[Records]

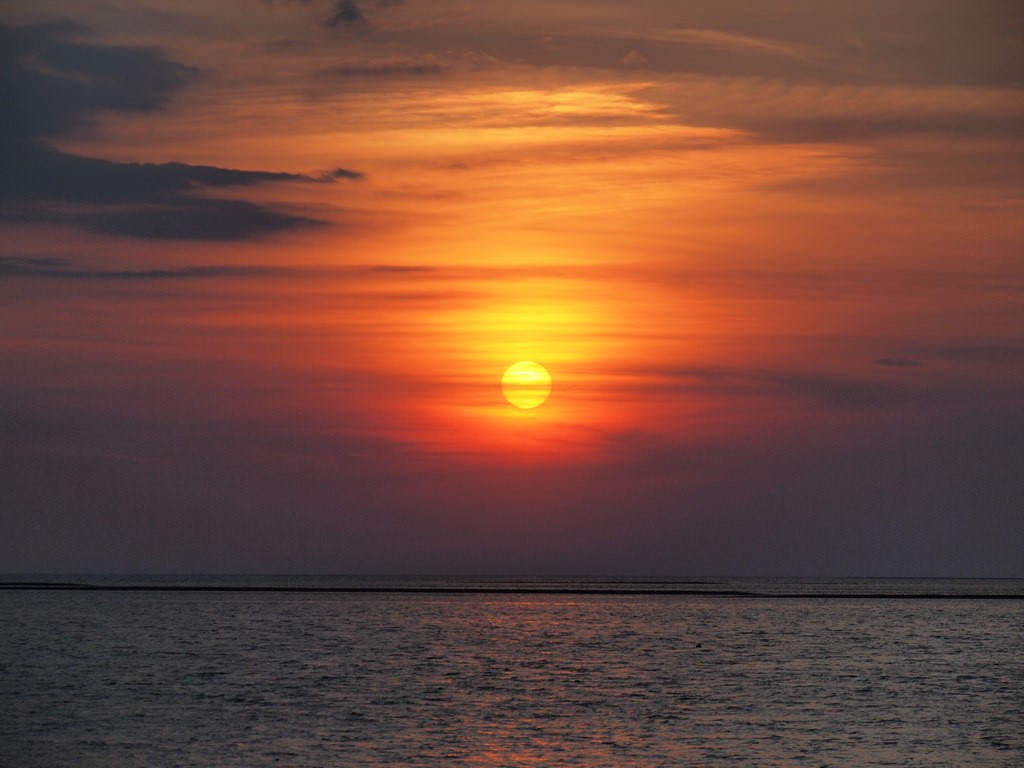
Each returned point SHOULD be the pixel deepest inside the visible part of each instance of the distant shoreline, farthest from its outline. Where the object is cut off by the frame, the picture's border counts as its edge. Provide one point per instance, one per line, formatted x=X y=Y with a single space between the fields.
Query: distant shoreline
x=598 y=591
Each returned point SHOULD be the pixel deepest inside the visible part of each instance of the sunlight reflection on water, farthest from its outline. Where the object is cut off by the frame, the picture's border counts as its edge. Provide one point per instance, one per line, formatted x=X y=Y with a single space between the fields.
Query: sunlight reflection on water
x=242 y=679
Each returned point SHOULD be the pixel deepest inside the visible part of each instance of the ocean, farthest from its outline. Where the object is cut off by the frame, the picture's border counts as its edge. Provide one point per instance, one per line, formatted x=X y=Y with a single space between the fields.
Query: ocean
x=119 y=672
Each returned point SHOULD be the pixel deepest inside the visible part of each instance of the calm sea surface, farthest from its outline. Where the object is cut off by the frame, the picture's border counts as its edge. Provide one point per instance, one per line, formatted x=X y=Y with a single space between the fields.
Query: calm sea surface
x=590 y=677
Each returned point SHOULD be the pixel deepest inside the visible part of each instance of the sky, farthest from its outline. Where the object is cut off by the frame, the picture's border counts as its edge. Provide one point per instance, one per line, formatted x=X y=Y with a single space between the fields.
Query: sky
x=263 y=263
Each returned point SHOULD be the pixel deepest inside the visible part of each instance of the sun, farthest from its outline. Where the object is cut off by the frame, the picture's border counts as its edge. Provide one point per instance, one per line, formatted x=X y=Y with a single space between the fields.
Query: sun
x=526 y=384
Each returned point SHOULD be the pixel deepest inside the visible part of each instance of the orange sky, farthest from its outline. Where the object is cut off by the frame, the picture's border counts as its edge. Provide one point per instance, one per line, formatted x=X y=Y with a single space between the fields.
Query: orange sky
x=770 y=255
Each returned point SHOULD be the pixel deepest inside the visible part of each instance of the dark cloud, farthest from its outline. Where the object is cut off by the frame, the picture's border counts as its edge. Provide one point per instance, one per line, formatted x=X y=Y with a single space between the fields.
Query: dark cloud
x=51 y=84
x=49 y=267
x=346 y=13
x=385 y=69
x=19 y=266
x=898 y=363
x=345 y=173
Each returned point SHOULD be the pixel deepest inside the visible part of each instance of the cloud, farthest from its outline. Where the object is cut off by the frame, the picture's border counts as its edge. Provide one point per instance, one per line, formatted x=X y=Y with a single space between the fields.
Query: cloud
x=19 y=266
x=59 y=84
x=346 y=13
x=386 y=68
x=898 y=363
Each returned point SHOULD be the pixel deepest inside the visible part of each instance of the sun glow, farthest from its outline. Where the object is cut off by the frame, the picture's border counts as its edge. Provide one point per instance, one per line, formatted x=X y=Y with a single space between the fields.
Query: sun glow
x=526 y=384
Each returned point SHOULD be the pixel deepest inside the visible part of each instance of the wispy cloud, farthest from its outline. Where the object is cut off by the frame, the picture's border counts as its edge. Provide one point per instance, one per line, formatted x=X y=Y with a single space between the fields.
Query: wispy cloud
x=59 y=84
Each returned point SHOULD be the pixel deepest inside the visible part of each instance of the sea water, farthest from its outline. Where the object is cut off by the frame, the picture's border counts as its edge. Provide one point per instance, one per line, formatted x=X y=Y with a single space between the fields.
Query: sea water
x=588 y=673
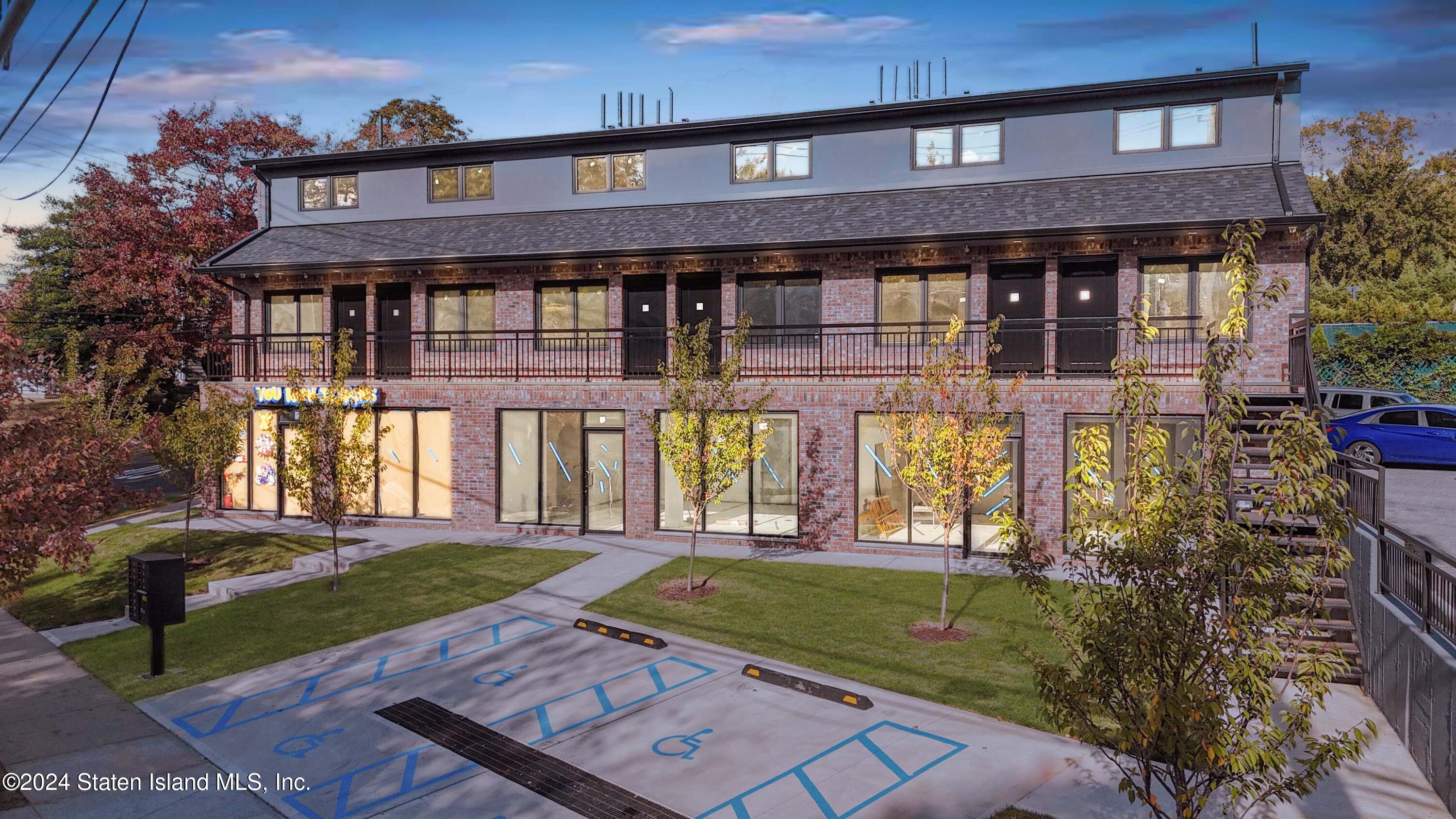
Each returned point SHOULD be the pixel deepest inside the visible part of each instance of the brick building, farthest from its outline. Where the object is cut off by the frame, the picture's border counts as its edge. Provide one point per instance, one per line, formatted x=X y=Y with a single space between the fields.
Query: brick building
x=512 y=296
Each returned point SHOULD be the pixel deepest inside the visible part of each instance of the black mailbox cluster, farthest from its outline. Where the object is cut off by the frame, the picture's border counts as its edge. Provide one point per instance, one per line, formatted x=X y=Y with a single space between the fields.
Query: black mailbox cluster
x=156 y=589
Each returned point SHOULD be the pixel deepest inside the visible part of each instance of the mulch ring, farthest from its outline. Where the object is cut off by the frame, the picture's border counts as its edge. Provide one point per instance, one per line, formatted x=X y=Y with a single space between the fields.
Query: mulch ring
x=932 y=633
x=679 y=591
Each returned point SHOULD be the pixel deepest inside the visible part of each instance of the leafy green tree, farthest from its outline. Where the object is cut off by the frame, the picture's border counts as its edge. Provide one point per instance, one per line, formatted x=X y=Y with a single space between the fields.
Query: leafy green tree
x=945 y=434
x=331 y=463
x=1391 y=207
x=1183 y=656
x=196 y=444
x=711 y=431
x=407 y=123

**Set problem:**
Please retype every line of the data above verbatim, leaving out the pictures.

**Correct output:**
Each returned point SHOULD be the pixel deepest inside the visible part of each instance of the distant shoreline, farthest from its outline. Where the object is cut off by the frame, the picture's border counts as its edge. Provide one point per instance, one per line, formatted x=X y=Y with a single space between the fields.
Query: distant shoreline
x=598 y=591
Each returned point SHOULD be the pixel deepest inside the visible part of each instance of the sunlight reflection on water, farthest from its outline. Where the object is cut off by the frame, the picture's border counts as its edge. Provide one point per instance, one per line, formatted x=X y=Y with a single space between the fields.
Query: sunlight reflection on water
x=242 y=679
Each returned point SHOULD be the pixel deepest inside the visible part of each instance of the ocean, farthest from its outline. Where the object is cut off by the frame, the picture's border counts as its edge. Provide one point per instance, one per line, formatted x=X y=Y with a single space between the fields.
Query: ocean
x=119 y=672
Each returned point SHOULD be the pixel deepest inside the visible part of each instance of the calm sea surface, farthest from its outline. Where the object is cut off by the frame, the picture's border counts as its edge. Provide one point per instance, one per line, formatted x=X y=Y with a single space between the fields.
Query: calm sea surface
x=590 y=677
Each returned point SHOULD be the pixel deepest inside the visible part of each instance of the sky, farthest from its outline. Where the object is cut off by the frame, the picture's border counts as its edge. Provide one point per instance, one per line, formatted x=X y=Y with a single space between the fields.
Query: sky
x=263 y=263
Each returned point SHOULD be the pixel deepest inside the visible part of each instance of the sun, farthest from its outline. Where the object is cut off by the frame, the picture's border counts as its edge. Provide one point per instance, one per line, formatted x=X y=Y with a single space between the fields.
Query: sun
x=526 y=384
Each returned point SHOULD be the pixel deepest inside the visible part of each instance of the orange sky, farthest from its outline. Where the object is cut off by the frame, the picture's border counts as its edge. Provide one point per instance, one per line, formatted x=X y=Y with a single space between the fields.
Query: orange sky
x=770 y=255
Each returned point SHOULD be the pixel deepest inside the visible part of each instance of the dark cloud, farthest from its outline. Where the object is cut off by the frame, the picture's border counts as its edge. Provide one point per instance, one per line, formatted x=X y=Y with a single space between the fields.
Query: dark cloud
x=51 y=84
x=49 y=267
x=346 y=13
x=385 y=69
x=19 y=266
x=898 y=363
x=345 y=173
Each returned point SHOULD be the pixel deepest inside the visible part of each instance of the cloud, farthest from its outline. Where the object is cut off by the frame, the picture's border counts as its edge. Provide one point per instance, one per line, formatted x=X y=Y with a single space between the fields.
Query: cloud
x=19 y=266
x=59 y=84
x=346 y=13
x=386 y=68
x=898 y=363
Each returned point SHOULD be the pixel deepest inside the visible part of each instance of the sun glow, farthest from its outline. Where the object is cut off by the frame, the picture's border counts as its edge. Provide one point per instance, one per line, formatted x=X y=Y with a single space between the fields.
Query: sun glow
x=526 y=384
Each returned point SHOULD be the pixel deepest inside the visible part of each instance of the wispy cloud, farthest from its outline. Where the object is cut off by the frame, the picture's border counts as its edge. Provide one point per instance, one per line, formatted x=X y=Y with a single space between the fields.
Query: wispy cloud
x=59 y=84
Each returned point SHOULD be the pixel deepest inside the visible part of each instance of the sea water, farthest from its outline. Where the object is cut off by the frame, the picture's border counts as its edge. Provide one point per instance, one per line, formatted x=X y=Y with a single space between the fields.
Query: sea water
x=588 y=673
Each returned point SHOULD be the pixel deepest inside the visible part of each instance of the brick building, farthest from its outline. Where the object is cut off by the frame, the picture's border counts as its edge. Provide one point per instance, one per line, formatted x=X y=Y with a single space between the fields.
Query: brick building
x=512 y=296
Each returned point SHOULD be the pixel deepest inside the visible part of each instance of the black mailbox cluster, farthest from its outline. Where the object is cut off by the frame, the picture's border counts as its edge. Provide one point per instance, one per line, formatted x=X y=Y with a single space between the fields.
Query: black mailbox cluster
x=156 y=589
Each returned point SHOULD be the pixel deepest inside the visible part of each instance of the mulch ring, farthest from its outline. Where the object is cut off by the frame, the picture's border counts as its edge. Provide one point per instance, one per line, formatted x=X y=Y with a single space between the fields.
Query: mulch ring
x=932 y=633
x=679 y=591
Each returned point SHOULD be the pixel deepest inside the visible part of each instance of the leafy green tree, farthest from its outline. Where the object is cut off by the frame, the picture's border counts as its edge. Provide one point per instance, one per line, formatted x=X y=Y with a single space between the fields.
Query: leafy green tree
x=945 y=434
x=331 y=463
x=1391 y=207
x=1183 y=656
x=196 y=444
x=711 y=431
x=407 y=123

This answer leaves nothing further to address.